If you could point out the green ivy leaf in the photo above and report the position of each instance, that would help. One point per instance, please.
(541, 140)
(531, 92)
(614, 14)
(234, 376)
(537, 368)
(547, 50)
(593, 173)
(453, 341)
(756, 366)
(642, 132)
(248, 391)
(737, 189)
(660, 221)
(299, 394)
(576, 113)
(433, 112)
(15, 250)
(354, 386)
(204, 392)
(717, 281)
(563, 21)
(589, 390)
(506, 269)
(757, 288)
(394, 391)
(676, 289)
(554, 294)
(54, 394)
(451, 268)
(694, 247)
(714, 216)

■ ■ ■

Rewrite the entries above, putting "ivy leaf" wherever "green ivy leaf" appears and keeping everything else the same.

If you could point out the ivy leaf in the photo above and report the position of each instance, that would help. One point per instance, please.
(541, 140)
(531, 92)
(614, 14)
(234, 376)
(537, 368)
(547, 50)
(593, 173)
(453, 341)
(756, 366)
(642, 132)
(248, 391)
(737, 189)
(660, 221)
(299, 394)
(576, 113)
(433, 112)
(15, 250)
(354, 386)
(204, 392)
(717, 281)
(563, 21)
(589, 390)
(506, 269)
(757, 288)
(394, 391)
(676, 289)
(554, 294)
(54, 394)
(451, 268)
(694, 247)
(714, 216)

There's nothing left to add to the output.